◆ PROBLEM TO WORK ON:
Word for word, give the material below again, minus any images.

______________________________

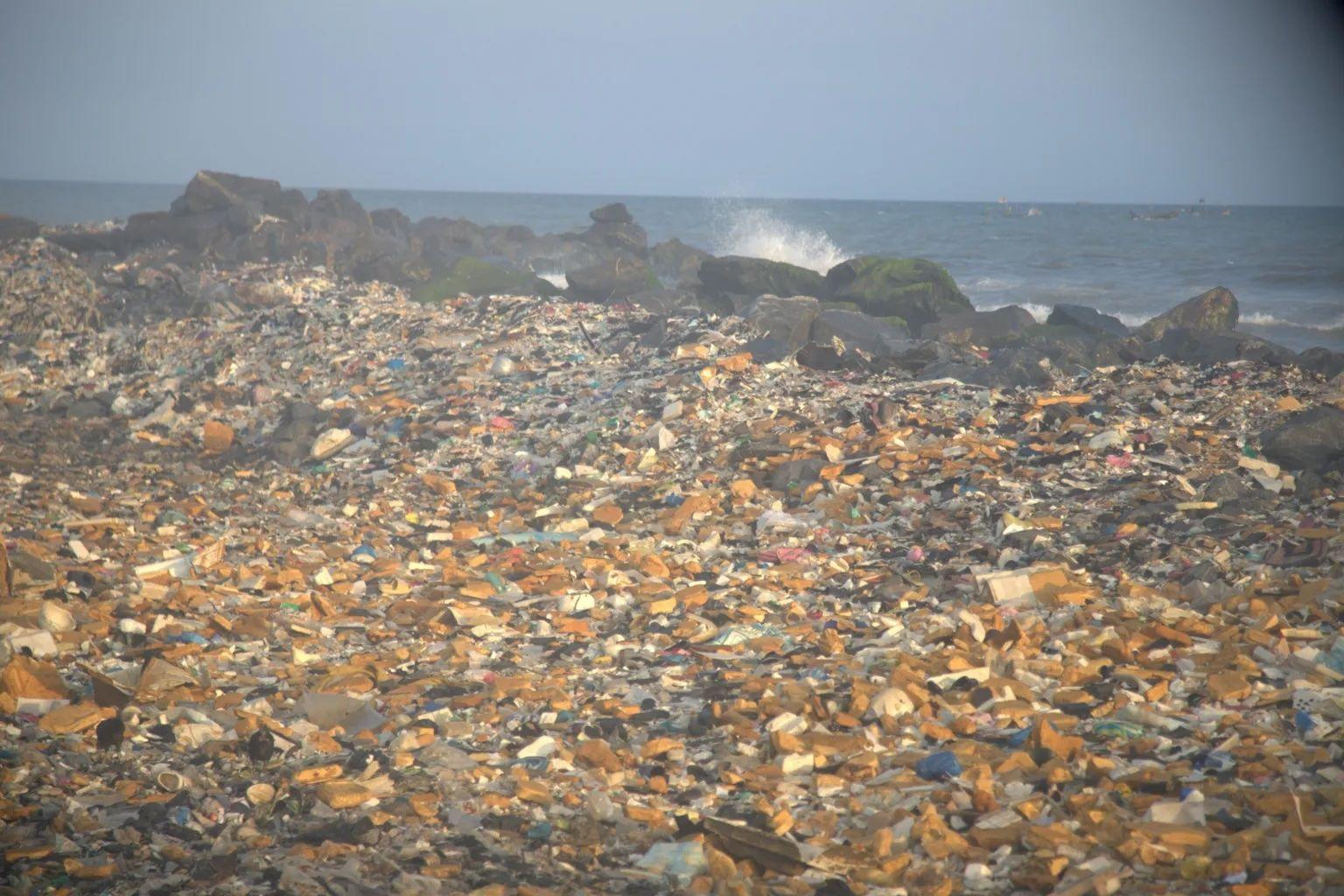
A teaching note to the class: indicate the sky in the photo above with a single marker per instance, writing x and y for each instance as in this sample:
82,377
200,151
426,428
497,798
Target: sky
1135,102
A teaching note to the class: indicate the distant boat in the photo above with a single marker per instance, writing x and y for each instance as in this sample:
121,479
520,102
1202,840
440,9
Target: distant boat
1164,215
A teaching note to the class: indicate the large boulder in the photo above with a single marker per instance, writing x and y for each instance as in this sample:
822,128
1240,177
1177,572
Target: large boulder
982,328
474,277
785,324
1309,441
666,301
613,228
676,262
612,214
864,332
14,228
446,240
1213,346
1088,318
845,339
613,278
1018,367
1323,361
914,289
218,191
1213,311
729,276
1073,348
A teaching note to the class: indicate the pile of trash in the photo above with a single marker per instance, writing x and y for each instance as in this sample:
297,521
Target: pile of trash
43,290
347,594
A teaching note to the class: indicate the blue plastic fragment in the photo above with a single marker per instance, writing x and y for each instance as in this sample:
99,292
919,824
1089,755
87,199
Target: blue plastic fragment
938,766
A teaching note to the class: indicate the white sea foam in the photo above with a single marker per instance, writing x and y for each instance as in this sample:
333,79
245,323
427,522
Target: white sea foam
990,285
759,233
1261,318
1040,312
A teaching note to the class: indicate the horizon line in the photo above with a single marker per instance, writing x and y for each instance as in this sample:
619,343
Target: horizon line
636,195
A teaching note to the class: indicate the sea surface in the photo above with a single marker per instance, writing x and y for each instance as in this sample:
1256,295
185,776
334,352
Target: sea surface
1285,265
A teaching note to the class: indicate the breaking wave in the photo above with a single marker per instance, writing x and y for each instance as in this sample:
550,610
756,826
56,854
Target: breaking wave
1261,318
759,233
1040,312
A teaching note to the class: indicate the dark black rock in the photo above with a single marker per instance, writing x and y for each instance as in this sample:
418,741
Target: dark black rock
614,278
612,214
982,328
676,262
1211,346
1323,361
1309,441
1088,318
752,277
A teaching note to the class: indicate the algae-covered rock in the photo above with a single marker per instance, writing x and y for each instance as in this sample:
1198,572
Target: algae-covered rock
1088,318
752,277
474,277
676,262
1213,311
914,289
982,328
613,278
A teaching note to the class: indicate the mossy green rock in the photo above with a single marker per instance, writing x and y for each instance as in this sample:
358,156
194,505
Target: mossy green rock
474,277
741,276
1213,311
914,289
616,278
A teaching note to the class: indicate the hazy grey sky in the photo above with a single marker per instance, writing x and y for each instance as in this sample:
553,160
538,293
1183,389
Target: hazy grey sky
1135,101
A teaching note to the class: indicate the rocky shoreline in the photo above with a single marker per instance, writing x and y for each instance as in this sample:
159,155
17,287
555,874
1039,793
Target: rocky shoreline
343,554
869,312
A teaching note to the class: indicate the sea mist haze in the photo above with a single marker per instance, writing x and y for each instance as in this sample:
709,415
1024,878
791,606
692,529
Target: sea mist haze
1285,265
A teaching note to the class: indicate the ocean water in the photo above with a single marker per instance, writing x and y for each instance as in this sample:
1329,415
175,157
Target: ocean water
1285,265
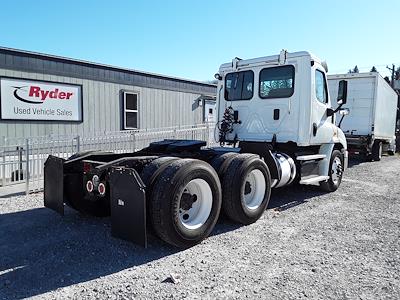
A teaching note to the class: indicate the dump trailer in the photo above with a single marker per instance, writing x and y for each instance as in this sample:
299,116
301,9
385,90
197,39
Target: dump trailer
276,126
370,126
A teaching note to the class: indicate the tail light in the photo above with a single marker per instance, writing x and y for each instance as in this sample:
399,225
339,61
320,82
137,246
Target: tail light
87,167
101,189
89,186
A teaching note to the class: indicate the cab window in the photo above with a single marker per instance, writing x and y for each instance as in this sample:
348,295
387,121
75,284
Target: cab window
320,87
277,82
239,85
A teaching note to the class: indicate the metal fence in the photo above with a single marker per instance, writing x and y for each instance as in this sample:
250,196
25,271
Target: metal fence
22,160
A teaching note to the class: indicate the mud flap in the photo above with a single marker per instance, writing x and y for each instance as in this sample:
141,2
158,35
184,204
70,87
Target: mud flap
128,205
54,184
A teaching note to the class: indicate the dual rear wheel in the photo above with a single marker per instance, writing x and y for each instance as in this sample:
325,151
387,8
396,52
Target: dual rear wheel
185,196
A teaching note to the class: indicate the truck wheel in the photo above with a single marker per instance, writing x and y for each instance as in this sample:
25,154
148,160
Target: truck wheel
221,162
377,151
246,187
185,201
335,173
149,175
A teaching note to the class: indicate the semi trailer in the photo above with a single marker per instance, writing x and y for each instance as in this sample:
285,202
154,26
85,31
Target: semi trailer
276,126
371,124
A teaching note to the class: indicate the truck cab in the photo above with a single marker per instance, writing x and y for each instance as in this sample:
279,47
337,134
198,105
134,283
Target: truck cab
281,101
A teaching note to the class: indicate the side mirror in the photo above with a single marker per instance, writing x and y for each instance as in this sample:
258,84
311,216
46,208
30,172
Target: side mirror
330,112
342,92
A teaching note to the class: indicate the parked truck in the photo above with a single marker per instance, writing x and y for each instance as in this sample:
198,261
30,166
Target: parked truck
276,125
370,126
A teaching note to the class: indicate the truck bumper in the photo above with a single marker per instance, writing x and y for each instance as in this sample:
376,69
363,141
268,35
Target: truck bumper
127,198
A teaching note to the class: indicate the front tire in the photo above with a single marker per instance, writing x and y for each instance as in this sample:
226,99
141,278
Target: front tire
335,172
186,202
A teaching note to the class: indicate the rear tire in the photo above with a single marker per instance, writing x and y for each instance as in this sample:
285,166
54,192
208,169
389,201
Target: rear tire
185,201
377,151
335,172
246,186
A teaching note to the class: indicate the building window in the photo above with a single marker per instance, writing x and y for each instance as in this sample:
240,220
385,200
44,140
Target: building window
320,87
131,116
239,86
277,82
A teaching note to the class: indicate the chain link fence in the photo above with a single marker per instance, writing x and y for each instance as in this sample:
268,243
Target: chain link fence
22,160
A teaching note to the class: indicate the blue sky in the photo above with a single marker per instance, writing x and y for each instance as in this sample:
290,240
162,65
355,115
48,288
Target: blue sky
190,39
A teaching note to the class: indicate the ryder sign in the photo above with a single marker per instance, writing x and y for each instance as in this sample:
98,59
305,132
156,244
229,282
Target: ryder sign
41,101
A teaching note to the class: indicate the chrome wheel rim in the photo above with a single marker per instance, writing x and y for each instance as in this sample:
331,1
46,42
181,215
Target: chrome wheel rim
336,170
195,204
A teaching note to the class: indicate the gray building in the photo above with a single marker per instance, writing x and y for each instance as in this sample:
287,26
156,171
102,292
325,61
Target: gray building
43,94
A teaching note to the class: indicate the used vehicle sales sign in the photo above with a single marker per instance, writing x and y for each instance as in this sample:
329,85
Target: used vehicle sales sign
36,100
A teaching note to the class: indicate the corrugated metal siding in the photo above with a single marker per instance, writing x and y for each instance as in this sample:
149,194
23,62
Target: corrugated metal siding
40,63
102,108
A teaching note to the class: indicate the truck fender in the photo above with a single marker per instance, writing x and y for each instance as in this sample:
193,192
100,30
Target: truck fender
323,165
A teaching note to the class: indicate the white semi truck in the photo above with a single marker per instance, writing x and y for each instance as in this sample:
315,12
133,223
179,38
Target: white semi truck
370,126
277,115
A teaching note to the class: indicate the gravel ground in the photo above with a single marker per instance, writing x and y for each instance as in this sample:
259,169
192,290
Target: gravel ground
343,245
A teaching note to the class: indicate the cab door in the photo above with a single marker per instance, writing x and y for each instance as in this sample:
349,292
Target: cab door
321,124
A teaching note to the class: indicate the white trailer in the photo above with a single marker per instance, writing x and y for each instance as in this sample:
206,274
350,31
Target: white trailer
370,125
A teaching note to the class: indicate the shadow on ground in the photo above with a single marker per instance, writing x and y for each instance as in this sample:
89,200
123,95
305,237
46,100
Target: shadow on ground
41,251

______________________________

◆ EXPECTED ANSWER:
A teaching note to the class: indicate the sky in the photo above with a single marker per instance, writing x and y for each instance as in this sample:
82,377
200,151
426,428
497,798
Target: sky
1135,102
A teaching note to the class: indicate the distant boat in the photo above with a single marker per instance, writing x and y for each instance as in this sample:
121,479
520,102
1202,840
440,9
Target: distant boat
1164,215
A teaching note to the class: indicate the large boulder in the photo above with a single marker per instance, writing x and y for each instance as in this sample:
822,128
1240,177
1177,572
Target: large boulder
982,328
474,277
785,324
1309,441
666,301
613,228
676,262
612,214
864,332
14,228
446,240
1213,346
1088,318
845,339
613,278
1018,367
1323,361
914,289
218,191
1213,311
729,276
1073,348
A teaching note to the class: indicate the pile of trash in the photo above with a single marker per instance, writing x and y for each instance as in this sample:
297,521
Target: pile of trash
43,290
347,594
A teaching note to the class: indicate the blue plastic fragment in the photo above with a single marker per instance, writing x and y for each instance as in this sample:
99,292
919,824
1089,755
87,199
Target: blue plastic fragment
938,766
A teaching note to the class: indicate the white sea foam in the photo above with a single marker per instance, writing x and y for each instance as in this sample:
333,79
245,323
427,522
Target: white sea foam
990,285
759,233
1261,318
1040,312
A teaching note to the class: indicate the horizon line in the photo above with a single marker per instance, writing x and y for each instance as in this sample:
619,343
Target: horizon line
636,195
A teaching note to the class: indicate the sea surface in the photo above with a single marker per instance, writing x and y for each instance as in this sample:
1256,295
185,776
334,352
Target: sea surface
1285,265
A teaching note to the class: indicate the breaking wave in the photo above with a single marker per instance, writing x and y for each instance as in this sample:
550,610
756,826
56,854
Target: breaking wave
1261,318
759,233
1040,312
A teaching note to the class: indicate the dark black rock in the photo above with a single marker per instance, writing x and y for each instance as in this sample:
418,741
Target: dark black rock
614,278
612,214
982,328
676,262
1211,346
1323,361
1309,441
1088,318
752,277
A teaching note to the class: indicate the algae-covered rock in the photo above with a single marker per instance, writing x and y for each instance as in this sample:
1198,572
Target: algae-covered rock
1088,318
752,277
474,277
676,262
1213,311
914,289
982,328
613,278
A teaching note to the class: indicate the mossy green rock in the photo above with a single marker per instance, writing x and y for each instance as in this sample:
358,156
194,505
Target: mossy green rock
474,277
741,276
1213,311
914,289
616,278
A teaching note to the class: indicate the hazy grey sky in the photo above with a single marker per instance, writing x and y for each instance as in this sample:
553,160
538,293
1183,389
Target: hazy grey sky
1135,101
A teaching note to the class: indicate the rocky shoreline in the photo above with a single marker per instance, writing x and y for each instance as in this sample:
159,155
17,287
555,874
1039,793
Target: rocky shoreline
343,554
869,312
A teaching note to the class: indicate the sea mist haze in the photo above with a single marker per instance, writing x and y for each instance as in this sample:
709,415
1024,878
791,606
692,529
Target: sea mist haze
1285,265
A teaching note to the class: indicate the ocean water in the photo above with a single marker per instance, writing x and y for each instance as in this sample:
1329,415
175,157
Target: ocean water
1285,265
A teaching note to the class: indicate the dump trailer in the photo above with a single marker per instance, writing x and y for each instance as in this sample:
299,116
301,9
385,90
197,39
Target: dump trailer
276,126
370,126
A teaching note to the class: indicate the tail light in the photo above with a single marker per instance, writing x and y for each instance as in this sample:
399,225
339,61
320,82
137,246
Target: tail light
87,167
101,189
89,186
A teaching note to the class: indicate the cab window in the photo above with a single marker per instance, writing x and y for each instance as in this sample:
348,295
387,121
75,284
Target: cab window
320,87
277,82
239,85
A teaching note to the class: indicate the metal fence in the photo above with a single marker per instance, writing x and y for each instance as in this sample:
250,196
25,271
Target: metal fence
22,160
A teaching note to the class: indicate the mud flap in the photo above with a single marker per instance, writing x and y for each instance as in this sample:
141,2
158,35
184,204
70,87
Target: mud flap
128,205
54,184
A teaching note to the class: indicate the dual rear wheel in the photo above with a single marker per instance, writing x and y for each instance as in this sample:
325,151
387,8
396,52
Target: dual rear wheel
185,196
A teaching note to the class: indicate the truck wheel in the photo above with a single marker per instance, writing x and y for each instance as in this sample:
25,154
148,160
Target: truck wheel
221,162
377,151
246,187
185,201
335,173
149,175
A teaching note to the class: indicate the semi trailer in the photo above with a single marker per instance, writing x and y for each instance as in this sample:
285,202
154,26
85,31
Target: semi trailer
276,126
371,124
A teaching note to the class: indicate the truck cab in the photo above with a single marker per instance, writing x and y for each instance as in this sample:
279,47
337,134
198,105
134,283
Target: truck cab
281,101
A teaching note to the class: indicate the side mirror in the photo above with a single marker per instance, writing x and y for each instance as in this sample:
258,84
311,216
46,208
30,172
Target: side mirror
330,112
342,92
A teaching note to the class: indicate the parked truck in the photo above with a single marker per instance, writing x and y for each instance as in this sample:
198,261
30,166
Target: parked truck
276,125
370,126
A teaching note to the class: indicate the truck bumper in the photo above with a single marker per instance, writing x and y for each instance as in this sample:
376,69
363,141
268,35
Target: truck bumper
127,198
A teaching note to the class: indicate the front tire in the photo above with a single marker per instance, writing x and y for each instance as in this sample:
226,99
141,278
Target: front tire
335,172
186,202
A teaching note to the class: indicate the rear tire in the photo above with a single marker per instance, writing x and y for each instance as in this sample:
285,166
54,192
208,169
389,201
Target: rear tire
185,201
377,151
335,172
246,186
A teaching note to the class: indicate the building window in the photo above with a single marker per instance, writing x and y for each instance as in this sample:
240,220
385,200
44,140
Target: building window
320,87
131,116
239,86
277,82
A teaching note to the class: indicate the chain link fence in the photo above with a single marker per instance, writing x and y for each instance as in this sample:
268,243
Target: chain link fence
22,160
A teaching note to the class: indicate the blue sky in the photo above with a single marker per instance, writing x and y for each instance as in this sample:
290,240
162,65
355,115
48,288
Target: blue sky
190,39
A teaching note to the class: indicate the ryder sign in the photo above with a single marker per instance, writing x and y for each instance as in this sample:
98,59
305,132
156,244
229,282
Target: ryder sign
41,101
A teaching note to the class: indicate the chrome wheel rim in the photo above with a single marker per instance, writing x and y for each instance as in this sample:
331,1
46,42
181,215
Target: chrome wheel rim
336,170
195,204
A teaching note to the class: indicate the gray building in the photo above with a single marker per instance, writing x and y for each instance as in this sample:
287,26
156,171
102,292
325,61
Target: gray building
43,94
A teaching note to the class: indicate the used vehicle sales sign in the photo above with a single marker per instance, writing x and y for each instance as in this sample:
329,85
Target: used vehicle sales sign
36,100
A teaching note to the class: indicate the corrugated metal siding in the photo above with a single marker per instance, writing x and y for each instance as in this sample:
149,194
23,62
Target: corrugated metal siding
40,63
102,108
A teaching note to the class: indicate the truck fender in the photo above with a single marker per instance, writing x and y for each instance as in this sample:
193,192
100,30
Target: truck fender
323,165
A teaching note to the class: indicate the white semi truck in the photo above with a single marker per instance, writing x and y for each instance as in this sample:
315,12
133,223
179,38
Target: white semi truck
370,126
277,115
A teaching note to the class: indicate the gravel ground in the photo above with a single marker per instance, writing x and y for each instance as in this sample:
259,169
192,290
Target: gravel ground
343,245
A teaching note to the class: indicate the cab door in the photo above with a single marker per instance, writing x and y for each instance as in this sample:
349,292
Target: cab door
321,124
A teaching note to the class: indicate the white trailer in the photo above with a single marker per instance, writing x and y for each instance as in this sample:
206,274
350,31
Target: white trailer
370,125
A teaching note to the class: indicate the shadow on ground in the photo above with a single marker per instance, writing x and y for each instance as in this sample:
89,200
123,95
305,237
46,100
Target: shadow on ground
41,251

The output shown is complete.